**WORK TO DO:**
- a) In the forum thread about buying a vacation home in Florida, which area of Florida does FJAG say he is in at the time of posting?
- b) Extend the forum thread about buying a vacation home in Florida, picking up after its final post.

**SOURCE DOCUMENT:**
********************

# Thoughts on investing on a vacation home in Florida?



## winterstorm35 (24 Mar 2015)

I'm thinking about buying a property in Florida to rent out as an income property and to use as my own personal use. Anyone else has done this?


----------



## FJAG (25 Mar 2015)

I looked at this seriously during the big crash a few years ago and decided against it.

In my case one of the key factors was my age. Simply put, since I'm older, it would be cheaper to rent vacation facilities rather than own them. For a younger person with a longer pay back period it may be different. In addition I already owned a Class A motorhome and I enjoy the freedom of being able to move around to different areas from year to year rather than being tied down to one neighbourhood which could easily deteriorate as so many here have already done. (I'm actually in the Kissimmee/Orlando area of Florida at the present time)

Home prices are going up again but they are still reasonable here. The change in our dollar over the last year, however, has seriously eroded any advantage in price that was here as recently as a year ago.

There is also a glut of vacation home properties on the market. Many Brits and Canadians have bought homes here, especially before the big crash, and are attempting to divest. You'll find many neighbourhoods here where there are very few owner/occupiers and many absentee owners - add to that houses abandoned by their owners during the crash - makes for spooky streets. 

If you do decide to go this way you'll need to do some serious research vis a vis property/school taxes (which vary by county etc and many have higher rates for foreign owners) IRS rules on residency (which may draw you into various parts of the US tax system) insurance for rental properties; management services, cleaning services, annual pest control (termites are big down here) pool maintenance, lawn maintenance,  etc. After I ran all the numbers I concluded that the transaction just didn't make enough economic sense for me. (Again the numbers may work better for you if you run it longer term)

********************

**PROVIDED DATA:**
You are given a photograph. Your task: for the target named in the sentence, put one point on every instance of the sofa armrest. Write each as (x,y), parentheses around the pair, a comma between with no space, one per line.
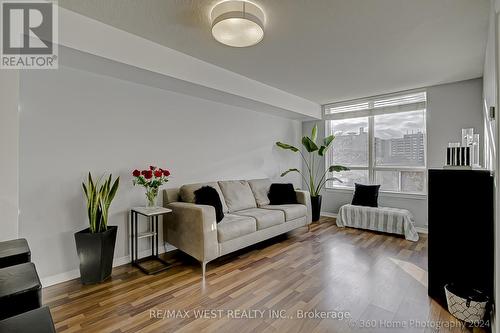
(304,198)
(192,229)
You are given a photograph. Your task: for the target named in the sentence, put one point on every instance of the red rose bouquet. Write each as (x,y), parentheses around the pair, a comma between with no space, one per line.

********************

**PER-TASK OUTPUTS:**
- a) The Kissimmee/Orlando area.

- b)
 :cheers:


----------



## PPCLI Guy (25 Mar 2015)

I have looked at it as well.  I can rent a nice 3 bedroom place in my preferred locale (Passe-A-Grille Beach near St Petersburg) for 3-4K per month in the winter months.  As I will only be there for 3-4 months of the year (once I retire of course), like FJAG, I have concluded that renting is the way to go.  If you buy a place in Passe-A-Grille, perhaps I can be your renter!


----------



## cupper (25 Mar 2015)

I have two business contacts that both own properties in Florida that they use as vacation homes for several weeks of the year and rent out for the rest. 

One lives and works on Cape Cod, the other in outside NYC. They both have not so favorable opinions, and several horror stories. And both took quite a beating when the market collapsed in 2008, one of which had to set his 5 year retirement horizon back a few years (he is only now back to looking at a short horizon of less than 5 years).

These two don't have the additional issues related to non-resident alien ownership which you would have.

I would suggest finding a consultant or independent real estate investment expert who can give you a full assessment as to what you would be getting into before you make a final decision. It would be money well spent.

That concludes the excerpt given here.